:: Dataset records

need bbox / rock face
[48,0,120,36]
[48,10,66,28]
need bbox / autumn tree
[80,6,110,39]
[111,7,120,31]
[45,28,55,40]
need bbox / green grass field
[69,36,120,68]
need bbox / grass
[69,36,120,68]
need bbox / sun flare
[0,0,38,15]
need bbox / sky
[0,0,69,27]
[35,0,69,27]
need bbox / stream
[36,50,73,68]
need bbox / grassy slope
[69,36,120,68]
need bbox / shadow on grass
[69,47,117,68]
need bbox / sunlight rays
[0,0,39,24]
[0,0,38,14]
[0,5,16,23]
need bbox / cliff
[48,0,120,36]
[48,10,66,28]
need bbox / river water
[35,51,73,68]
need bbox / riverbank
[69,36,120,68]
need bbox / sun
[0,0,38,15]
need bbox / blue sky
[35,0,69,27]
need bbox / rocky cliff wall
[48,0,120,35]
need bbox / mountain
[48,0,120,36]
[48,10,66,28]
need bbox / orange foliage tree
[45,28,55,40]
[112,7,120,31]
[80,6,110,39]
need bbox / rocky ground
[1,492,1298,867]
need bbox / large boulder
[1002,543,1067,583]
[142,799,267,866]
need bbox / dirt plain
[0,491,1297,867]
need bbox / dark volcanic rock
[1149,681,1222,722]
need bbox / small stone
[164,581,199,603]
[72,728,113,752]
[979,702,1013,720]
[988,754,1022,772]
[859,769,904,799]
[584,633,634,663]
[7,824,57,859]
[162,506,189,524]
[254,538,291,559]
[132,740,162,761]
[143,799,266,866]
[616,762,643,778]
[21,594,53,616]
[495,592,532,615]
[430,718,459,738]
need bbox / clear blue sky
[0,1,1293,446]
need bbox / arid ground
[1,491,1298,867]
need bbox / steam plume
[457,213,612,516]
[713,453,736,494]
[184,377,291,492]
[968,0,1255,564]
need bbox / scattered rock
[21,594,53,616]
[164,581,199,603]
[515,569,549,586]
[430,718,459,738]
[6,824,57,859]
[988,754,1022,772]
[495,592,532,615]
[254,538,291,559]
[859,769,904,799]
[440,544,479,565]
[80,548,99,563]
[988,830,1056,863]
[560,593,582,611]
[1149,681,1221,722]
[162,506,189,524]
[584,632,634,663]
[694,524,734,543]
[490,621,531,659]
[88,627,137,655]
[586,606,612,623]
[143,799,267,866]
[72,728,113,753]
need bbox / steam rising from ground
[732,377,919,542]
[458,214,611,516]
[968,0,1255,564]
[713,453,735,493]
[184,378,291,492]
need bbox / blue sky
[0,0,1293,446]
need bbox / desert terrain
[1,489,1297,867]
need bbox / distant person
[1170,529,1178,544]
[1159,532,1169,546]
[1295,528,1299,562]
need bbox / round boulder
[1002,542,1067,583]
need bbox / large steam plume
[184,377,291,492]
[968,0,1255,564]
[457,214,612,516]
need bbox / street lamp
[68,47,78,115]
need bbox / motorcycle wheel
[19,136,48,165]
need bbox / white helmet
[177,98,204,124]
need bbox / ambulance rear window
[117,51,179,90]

::::

About this exercise. Each record above has to be set down again, exactly and completely.

Solved exercise.
need bbox / rock face
[48,0,120,36]
[48,10,66,28]
need bbox / autumn tree
[80,6,110,39]
[111,7,120,31]
[45,28,55,40]
need bbox / green grass field
[69,36,120,68]
need bbox / grass
[69,36,120,68]
need bbox / sun flare
[0,0,38,15]
need bbox / sky
[0,0,69,27]
[35,0,69,27]
need bbox / stream
[36,50,73,68]
need bbox / grassy slope
[69,36,120,68]
need bbox / shadow on grass
[69,47,117,68]
need bbox / sunlight rays
[0,0,39,24]
[0,0,38,14]
[0,5,16,23]
need bbox / cliff
[48,0,120,36]
[48,10,66,28]
need bbox / river water
[35,51,73,68]
need bbox / riverbank
[69,36,120,68]
need bbox / sun
[0,0,38,15]
need bbox / blue sky
[35,0,69,27]
need bbox / rocky cliff wall
[48,0,120,35]
need bbox / mountain
[48,0,120,36]
[48,10,66,28]
need bbox / orange foliage tree
[45,28,55,40]
[112,7,120,31]
[80,6,110,39]
need bbox / rocky ground
[1,492,1298,867]
need bbox / large boulder
[1002,543,1067,583]
[142,799,267,866]
need bbox / dirt plain
[0,491,1297,867]
need bbox / dark volcanic rock
[1149,681,1222,722]
need bbox / small stone
[164,581,199,603]
[72,728,113,752]
[979,702,1013,720]
[988,754,1022,772]
[859,769,904,799]
[584,633,634,663]
[7,824,57,859]
[162,506,189,524]
[254,538,291,559]
[132,740,162,761]
[143,799,266,866]
[616,762,643,778]
[21,594,53,616]
[495,592,532,615]
[430,718,459,738]
need bbox / clear blue sky
[0,1,1293,446]
need bbox / arid ground
[1,491,1298,867]
need bbox / steam plume
[457,213,612,516]
[713,453,736,494]
[184,377,291,492]
[968,0,1255,564]
need bbox / scattered rock
[21,594,53,616]
[164,581,199,603]
[515,569,549,586]
[430,718,459,738]
[6,824,57,859]
[988,754,1022,772]
[495,592,532,615]
[254,538,291,559]
[859,769,904,799]
[440,544,479,565]
[80,548,99,563]
[988,830,1056,863]
[560,593,582,611]
[1149,681,1221,722]
[162,506,189,524]
[584,632,634,663]
[694,524,734,543]
[490,621,531,659]
[88,627,137,655]
[586,606,612,623]
[143,799,267,866]
[72,728,113,753]
need bbox / steam rising from ground
[732,377,919,542]
[458,214,611,516]
[968,0,1255,564]
[713,453,735,493]
[184,378,291,492]
need bbox / blue sky
[0,0,1293,446]
need bbox / desert terrain
[1,489,1297,867]
need bbox / distant person
[1170,529,1178,544]
[1159,532,1169,546]
[1295,528,1299,562]
need bbox / round boulder
[1002,542,1067,583]
need bbox / large steam plume
[184,377,291,492]
[968,0,1255,564]
[457,214,612,516]
need bbox / street lamp
[68,47,78,115]
need bbox / motorcycle wheel
[19,136,48,165]
need bbox / white helmet
[177,98,204,124]
need bbox / ambulance rear window
[117,51,179,90]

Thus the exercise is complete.